**PROVIDED PASSAGE:**
--- BEGIN ---
Why public schools need public Christian support

If the media were your sole source of information you could be forgiven for thinking Christians universally favour private schools over public schools. Yet, it’s a fact that many Christians send their children to public schools and are quite happy with the education they receive there. So, what’s the other side of the story? Is it just the cheaper fees? Maybe so. But beyond such pragmatism I would also like to advance some RELIGIOUS arguments for supporting public school systems in Australia and beyond. What’s more, I am going to deliberately go for a right-of-centre angle as I go about it, given that’s where I see the shift in awareness most needs to happen.

1/ Islamic integration

Everywhere I go I hear conservative Christians expressing fears about Muslims. Fears that they’re taking over, that they seek to impose Sharia Law locally, that they live in enclaves and resist integration, that Muslim schools could be potential to breading grounds future terrorists. Now, let us suppose for the moment that these fears are well founded and not exaggerated in the slightest (ignoring for a bit the ample evidence that a Muslim takeover is outrageously unlikely in the Australian context), is the Christian retreat into private schools and home schooling likely to solve the integration problem or exacerbate it? Think about it. What could be a greater argument for the legitimacy of Muslim private schools than a plethora of Christian private schools (given, after all, that we live in a pluralistic democracy where discriminatory policy is illegal)? What could encourage Muslim enclaving more than Christian attacks on the public school system (given, after all, that this undermines the prime alternative to private Muslim education)? It’s time more Christians woke up to this, put their money where their mouth is regarding integration and support public schools more vocally.
--- END ---
**STORED RECORDS:**
--- BEGIN ---
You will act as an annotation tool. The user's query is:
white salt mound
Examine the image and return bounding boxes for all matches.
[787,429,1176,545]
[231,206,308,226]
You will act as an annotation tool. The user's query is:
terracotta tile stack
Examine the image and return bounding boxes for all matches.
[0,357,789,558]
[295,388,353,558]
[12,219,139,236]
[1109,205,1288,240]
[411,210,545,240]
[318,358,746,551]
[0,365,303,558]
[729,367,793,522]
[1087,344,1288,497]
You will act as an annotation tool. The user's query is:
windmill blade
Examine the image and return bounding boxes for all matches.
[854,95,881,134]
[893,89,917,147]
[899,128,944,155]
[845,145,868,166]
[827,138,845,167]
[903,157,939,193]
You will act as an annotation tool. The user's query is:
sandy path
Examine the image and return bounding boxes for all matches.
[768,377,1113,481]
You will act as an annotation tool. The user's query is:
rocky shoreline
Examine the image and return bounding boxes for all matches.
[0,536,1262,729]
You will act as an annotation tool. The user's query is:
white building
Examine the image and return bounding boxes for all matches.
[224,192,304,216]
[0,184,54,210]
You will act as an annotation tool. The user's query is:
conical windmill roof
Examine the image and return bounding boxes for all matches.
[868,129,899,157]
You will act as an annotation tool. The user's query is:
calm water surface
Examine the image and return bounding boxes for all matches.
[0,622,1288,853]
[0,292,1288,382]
--- END ---
--- BEGIN ---
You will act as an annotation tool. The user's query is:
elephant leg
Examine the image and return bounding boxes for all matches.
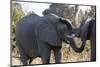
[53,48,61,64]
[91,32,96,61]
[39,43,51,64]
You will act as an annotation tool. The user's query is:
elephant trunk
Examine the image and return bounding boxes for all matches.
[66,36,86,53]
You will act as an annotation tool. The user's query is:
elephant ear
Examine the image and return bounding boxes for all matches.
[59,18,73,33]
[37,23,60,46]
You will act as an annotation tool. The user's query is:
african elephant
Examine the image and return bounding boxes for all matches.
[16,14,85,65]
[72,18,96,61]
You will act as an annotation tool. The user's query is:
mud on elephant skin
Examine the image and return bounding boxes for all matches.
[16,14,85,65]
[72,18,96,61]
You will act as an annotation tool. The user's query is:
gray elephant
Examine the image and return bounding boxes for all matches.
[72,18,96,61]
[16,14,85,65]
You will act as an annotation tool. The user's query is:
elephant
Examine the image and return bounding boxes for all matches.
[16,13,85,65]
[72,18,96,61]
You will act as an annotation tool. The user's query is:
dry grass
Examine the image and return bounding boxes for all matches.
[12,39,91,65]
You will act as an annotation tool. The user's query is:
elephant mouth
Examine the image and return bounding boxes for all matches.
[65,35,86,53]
--- END ---
--- BEGIN ---
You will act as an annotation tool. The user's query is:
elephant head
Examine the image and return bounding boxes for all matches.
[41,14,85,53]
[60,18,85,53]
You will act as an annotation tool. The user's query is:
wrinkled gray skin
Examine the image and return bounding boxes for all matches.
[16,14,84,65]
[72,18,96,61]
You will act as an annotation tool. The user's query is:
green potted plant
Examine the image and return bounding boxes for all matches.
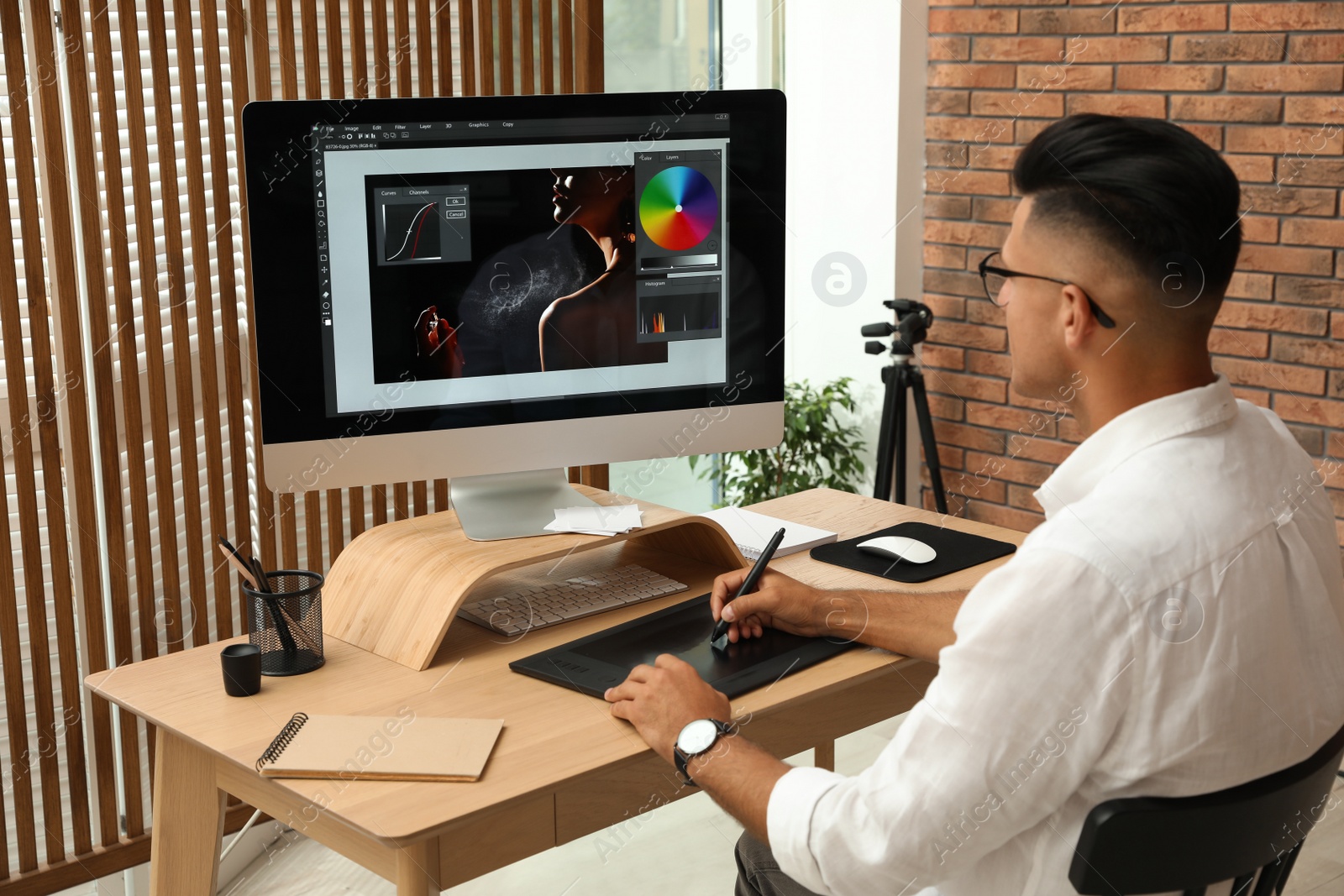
--- END ---
**PROBLEM SET:**
• A. Answer each question from the essay on Christian support for public schools, one answer per line, marked like the question:
(i) Which country does the essay name when it proposes religious arguments for supporting public school systems?
(ii) From what political angle does the essay say it will deliberately argue?
(iii) What heading does the essay give its first numbered section?
• B. For each statement, say whether it agrees with the essay on Christian support for public schools. Answer yes or no and quote the deciding words.
(i) The essay holds that Christians universally prefer private schools.
(ii) The essay states that discriminatory policy is illegal in a pluralistic democracy.
(iii) The essay treats a Muslim takeover in Australia as likely.
• C. Proceed with the essay on Christian support for public schools, picking up after its final sentence.

**THE RESPONSES:**
• A.
(i) Australia
(ii) A right-of-centre angle
(iii) Islamic integration

• B.
(i) No: "many Christians send their children to public schools and are quite happy with the education they receive there"
(ii) Yes: "we live in a pluralistic democracy where discriminatory policy is illegal"
(iii) No: "ample evidence that a Muslim takeover is outrageously unlikely in the Australian context"

• C.
2/ SRE support

Many have noted how the success of Christian discount bookstores like Koorong have had an extremely negative impact on the availability of quality Christian books in secular bookstores. Quite simply, secular bookstores can no longer afford to stock anything other than the most outrageously liberal books that evangelical bookstores would never compete with them over. Should we not stop to consider then, if recent challenges to Special Religious Education (SRE) in private schools and the exodus of evangelical Christians to private schooling might not be, you know, just a wee bit related as well? Why, after all, should schools in highly multicultural and multireligious suburbs give preference to Christian religious education when the most committed Christian families are exiting? Wouldn’t the best way to ensure the continuence of SRE be for Christian families to continue using the service?

3/ Life preparation

Finally, when do you think would be the best time to expose your kids to secular thought? When you have maximum influence over them or when you have minimum influence over them? This protecting kids from state schools so that they won’t be taught evolution, this bubbling till university, this is a high risk strategy for conservatives in my view. You can’t bubble your kids forever. What, save the culture shock for when you’re least able to disciple them??? How’s that smart? The sooner they engage with the world they live in the better. Training for faithfulness in a faithless world is something we need to start early, while they are still in school.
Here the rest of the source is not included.